### Reading text ###

What you need to know about the US missile strike on Syria

This is the first direct US assault on Assad's forces in six years of war.

TRT World and Agencies

The US struck a military base of the Syrian Air Force.

A US Navy destroyer fired 59 cruise missiles from a warship off the coast of Lebanon.

The strikes destroyed 12 fighter jets, putting the air base "completely out of action," a military source said.

Six Syrian soldiers were killed. Russia was notified before the assault.

AFP

US Navy guided-missile destroyer USS Porter fires missiles on Syrian airfield.

The strike was in retaliation to a chemical attack in Idlib.

The order came directly from President Donald Trump less than 72 hours after a chemical attack in Khan Shaykhun in Syria's Idlib province.

Tuesday's attack killed at least 80 people and injured hundreds of others.

Trump said that the graphic images of the aftermath "had a big impact" on his view toward Syrian regime leader Bashar al Assad.

"Years of previous attempts at changing Assad's behaviour have all failed, and failed very dramatically," Trump said, referring to Syrian regime leader Bashar al Assad.

Doctors have confirmed that the chemical agent sarin was used.

Autopsies conducted on victims of the attack who died after they were rushed to a Turkish hospital just over the border confirmed that they died of the effects of sarin – a highly lethal nerve agent that can kill a person within minutes of contact.

Pentagon officials are highly confident Assad is responsible.

They said intelligence showed that the plane that struck Khan Shaykhun was a Syrian Sukhoi-22 fighter jet deployed from Shayrat air base, and that the facility was used to store its chemical stockpiles.

### Exercise data ###

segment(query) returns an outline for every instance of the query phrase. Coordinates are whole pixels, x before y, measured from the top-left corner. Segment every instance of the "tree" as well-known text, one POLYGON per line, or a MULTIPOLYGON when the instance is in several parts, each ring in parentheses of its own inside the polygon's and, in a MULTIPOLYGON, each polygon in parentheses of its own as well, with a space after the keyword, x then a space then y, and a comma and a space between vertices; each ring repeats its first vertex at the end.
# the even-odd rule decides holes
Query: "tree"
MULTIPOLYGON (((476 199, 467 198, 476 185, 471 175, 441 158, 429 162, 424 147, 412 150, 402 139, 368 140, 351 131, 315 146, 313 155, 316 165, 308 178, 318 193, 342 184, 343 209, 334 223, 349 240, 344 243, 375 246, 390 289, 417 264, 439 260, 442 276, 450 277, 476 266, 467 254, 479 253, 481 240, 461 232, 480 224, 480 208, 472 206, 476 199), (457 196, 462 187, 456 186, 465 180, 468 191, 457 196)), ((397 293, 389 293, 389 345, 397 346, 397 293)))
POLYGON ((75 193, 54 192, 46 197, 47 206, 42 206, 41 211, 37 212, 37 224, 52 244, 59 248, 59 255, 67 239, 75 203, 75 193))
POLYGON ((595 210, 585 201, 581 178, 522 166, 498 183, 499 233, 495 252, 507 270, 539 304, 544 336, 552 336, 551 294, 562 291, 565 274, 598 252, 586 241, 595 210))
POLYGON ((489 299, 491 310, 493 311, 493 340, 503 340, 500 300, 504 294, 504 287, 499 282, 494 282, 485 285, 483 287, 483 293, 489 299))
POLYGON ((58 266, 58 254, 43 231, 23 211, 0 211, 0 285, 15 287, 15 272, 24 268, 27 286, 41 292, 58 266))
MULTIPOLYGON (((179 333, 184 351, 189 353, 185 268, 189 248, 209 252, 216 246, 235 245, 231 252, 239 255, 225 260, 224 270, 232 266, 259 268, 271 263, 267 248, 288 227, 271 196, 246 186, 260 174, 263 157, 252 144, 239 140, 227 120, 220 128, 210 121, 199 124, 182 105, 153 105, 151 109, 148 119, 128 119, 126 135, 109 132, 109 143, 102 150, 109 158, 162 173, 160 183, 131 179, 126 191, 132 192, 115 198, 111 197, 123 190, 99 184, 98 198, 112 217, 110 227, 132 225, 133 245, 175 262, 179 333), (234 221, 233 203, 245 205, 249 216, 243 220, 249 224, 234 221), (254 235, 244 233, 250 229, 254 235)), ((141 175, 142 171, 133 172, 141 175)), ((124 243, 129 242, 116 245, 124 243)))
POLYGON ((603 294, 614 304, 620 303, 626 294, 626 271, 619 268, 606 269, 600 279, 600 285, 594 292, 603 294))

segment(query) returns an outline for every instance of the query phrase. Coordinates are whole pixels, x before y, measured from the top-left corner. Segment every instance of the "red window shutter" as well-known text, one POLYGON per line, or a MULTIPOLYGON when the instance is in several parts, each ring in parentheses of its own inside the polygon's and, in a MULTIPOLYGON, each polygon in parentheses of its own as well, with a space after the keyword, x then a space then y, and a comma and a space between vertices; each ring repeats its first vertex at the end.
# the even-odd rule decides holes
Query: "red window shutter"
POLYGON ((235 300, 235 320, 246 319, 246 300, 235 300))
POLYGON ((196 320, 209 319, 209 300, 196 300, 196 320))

###

Problem to work on -
Based on the article about the US missile strike on Syria, explain in one to three sentences why Pentagon officials are highly confident that Assad is responsible for the chemical attack.

Exercise output -
Intelligence showed that the plane that struck Khan Shaykhun was a Syrian Sukhoi-22 fighter jet deployed from Shayrat air base. It also showed that this facility was used to store chemical stockpiles.